## The task
Reproduce the passage of the United States v. Simms summary starting with "United States v." and going on through "against the operator.", word for word.

United States v. Simms, 5 U.S. (1 Cranch) 252 (1803), was a United States Supreme Court case. It was one of a series of cases dealing with the applicability of previous laws in the newly created District of Columbia.

Background 
Prior to the creation of the District of Columbia in 1801, Virginia created a private right of action to enforce most of its criminal statutes.  It was illegal in Virginia to operate a billiards parlor, a faro table, or any of a number of other gambling operations from one's house.  The law provided that the penalty would be a fine of 150 pounds payable to any party that would file suit against the operator.

When the District of Columbia was formed the acts of Congress that created the district, also created a contradictory legal situation.  They held that within the portion of the District of Columbia that had previously been Virginia territory the laws of Virginia would continue to apply.  However, it also held that all suits for breach of the peace or other laws within the district must be prosecuted in the name of the United States and that fines would be payable to the United States.  This led to a contradiction because the Virginia law, which was supposedly still in force, had no such requirement.

## Raw data
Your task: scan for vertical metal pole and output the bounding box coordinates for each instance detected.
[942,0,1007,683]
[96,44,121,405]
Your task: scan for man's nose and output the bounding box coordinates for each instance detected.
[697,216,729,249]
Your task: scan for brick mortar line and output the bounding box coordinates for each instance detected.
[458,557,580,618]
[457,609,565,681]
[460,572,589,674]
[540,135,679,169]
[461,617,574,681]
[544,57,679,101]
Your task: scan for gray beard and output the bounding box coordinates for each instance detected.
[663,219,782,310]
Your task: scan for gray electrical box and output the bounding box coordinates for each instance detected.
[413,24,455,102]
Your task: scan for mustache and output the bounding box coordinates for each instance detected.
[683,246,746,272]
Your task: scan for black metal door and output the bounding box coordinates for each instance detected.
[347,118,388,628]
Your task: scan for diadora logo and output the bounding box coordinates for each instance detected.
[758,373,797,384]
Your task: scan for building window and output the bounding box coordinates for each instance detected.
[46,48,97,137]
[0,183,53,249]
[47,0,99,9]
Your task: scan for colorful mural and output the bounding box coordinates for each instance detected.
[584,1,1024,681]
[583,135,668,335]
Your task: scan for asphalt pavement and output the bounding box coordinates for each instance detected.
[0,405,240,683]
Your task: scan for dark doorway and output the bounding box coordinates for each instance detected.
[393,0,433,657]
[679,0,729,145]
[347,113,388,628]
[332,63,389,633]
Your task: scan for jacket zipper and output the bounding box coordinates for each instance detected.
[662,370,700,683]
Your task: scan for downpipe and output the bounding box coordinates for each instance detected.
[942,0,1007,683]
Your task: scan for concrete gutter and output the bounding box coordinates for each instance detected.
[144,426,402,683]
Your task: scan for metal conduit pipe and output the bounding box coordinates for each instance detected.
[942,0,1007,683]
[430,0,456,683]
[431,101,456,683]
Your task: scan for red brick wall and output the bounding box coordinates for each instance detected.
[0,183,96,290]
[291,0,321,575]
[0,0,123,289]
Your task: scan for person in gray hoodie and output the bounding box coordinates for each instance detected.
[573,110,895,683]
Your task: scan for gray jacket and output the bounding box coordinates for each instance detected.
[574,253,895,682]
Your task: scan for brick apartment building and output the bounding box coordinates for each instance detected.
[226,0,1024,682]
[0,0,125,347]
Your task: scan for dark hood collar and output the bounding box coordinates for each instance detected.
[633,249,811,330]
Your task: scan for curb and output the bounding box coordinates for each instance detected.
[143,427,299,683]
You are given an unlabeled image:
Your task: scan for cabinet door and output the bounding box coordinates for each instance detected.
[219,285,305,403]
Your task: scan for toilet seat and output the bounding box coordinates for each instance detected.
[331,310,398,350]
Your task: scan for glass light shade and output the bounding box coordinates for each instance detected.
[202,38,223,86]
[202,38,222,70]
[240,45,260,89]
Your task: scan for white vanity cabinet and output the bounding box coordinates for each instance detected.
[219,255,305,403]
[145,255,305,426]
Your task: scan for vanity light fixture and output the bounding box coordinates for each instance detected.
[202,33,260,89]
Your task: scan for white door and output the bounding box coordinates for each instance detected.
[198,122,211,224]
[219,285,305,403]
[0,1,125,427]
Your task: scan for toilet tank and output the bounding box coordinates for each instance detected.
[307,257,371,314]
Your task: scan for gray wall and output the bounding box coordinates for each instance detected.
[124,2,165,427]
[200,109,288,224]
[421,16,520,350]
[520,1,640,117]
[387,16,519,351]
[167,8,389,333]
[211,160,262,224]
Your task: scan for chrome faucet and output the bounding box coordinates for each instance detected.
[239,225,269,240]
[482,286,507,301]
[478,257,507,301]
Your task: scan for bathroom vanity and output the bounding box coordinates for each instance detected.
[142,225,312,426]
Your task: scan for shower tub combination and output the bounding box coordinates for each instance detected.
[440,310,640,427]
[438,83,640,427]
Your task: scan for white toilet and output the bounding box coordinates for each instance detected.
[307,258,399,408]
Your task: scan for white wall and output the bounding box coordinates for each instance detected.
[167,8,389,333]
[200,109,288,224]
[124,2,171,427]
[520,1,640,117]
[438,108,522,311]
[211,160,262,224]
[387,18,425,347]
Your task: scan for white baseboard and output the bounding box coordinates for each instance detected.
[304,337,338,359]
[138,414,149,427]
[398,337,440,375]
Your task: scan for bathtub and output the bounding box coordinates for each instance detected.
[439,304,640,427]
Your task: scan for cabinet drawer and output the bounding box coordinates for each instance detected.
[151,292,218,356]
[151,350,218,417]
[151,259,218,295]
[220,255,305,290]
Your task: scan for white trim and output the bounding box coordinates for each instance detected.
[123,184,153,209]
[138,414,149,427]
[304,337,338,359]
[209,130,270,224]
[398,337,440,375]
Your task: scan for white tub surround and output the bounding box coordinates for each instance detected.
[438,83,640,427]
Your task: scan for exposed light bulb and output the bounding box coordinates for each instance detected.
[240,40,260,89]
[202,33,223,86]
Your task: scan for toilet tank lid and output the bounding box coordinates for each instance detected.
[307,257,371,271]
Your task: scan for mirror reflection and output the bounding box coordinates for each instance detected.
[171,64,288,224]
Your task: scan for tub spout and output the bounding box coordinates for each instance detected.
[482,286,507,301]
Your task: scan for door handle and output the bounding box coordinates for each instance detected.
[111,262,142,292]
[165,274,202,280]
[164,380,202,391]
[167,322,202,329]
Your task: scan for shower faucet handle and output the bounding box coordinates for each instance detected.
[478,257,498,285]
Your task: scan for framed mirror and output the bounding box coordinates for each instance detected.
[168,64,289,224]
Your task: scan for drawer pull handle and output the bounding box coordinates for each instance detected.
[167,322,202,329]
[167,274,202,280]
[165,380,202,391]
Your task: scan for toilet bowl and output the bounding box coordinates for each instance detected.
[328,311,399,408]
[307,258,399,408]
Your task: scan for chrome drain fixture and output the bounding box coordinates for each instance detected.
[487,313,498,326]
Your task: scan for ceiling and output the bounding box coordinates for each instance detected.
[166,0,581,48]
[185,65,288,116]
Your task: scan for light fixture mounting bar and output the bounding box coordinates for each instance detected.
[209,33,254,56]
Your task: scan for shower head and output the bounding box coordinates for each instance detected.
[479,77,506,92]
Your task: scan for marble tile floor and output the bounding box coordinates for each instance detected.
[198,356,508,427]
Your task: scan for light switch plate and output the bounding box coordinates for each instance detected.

## Response below
United States v. Simms, 5 U.S. (1 Cranch) 252 (1803), was a United States Supreme Court case. It was one of a series of cases dealing with the applicability of previous laws in the newly created District of Columbia.

Background 
Prior to the creation of the District of Columbia in 1801, Virginia created a private right of action to enforce most of its criminal statutes.  It was illegal in Virginia to operate a billiards parlor, a faro table, or any of a number of other gambling operations from one's house.  The law provided that the penalty would be a fine of 150 pounds payable to any party that would file suit against the operator.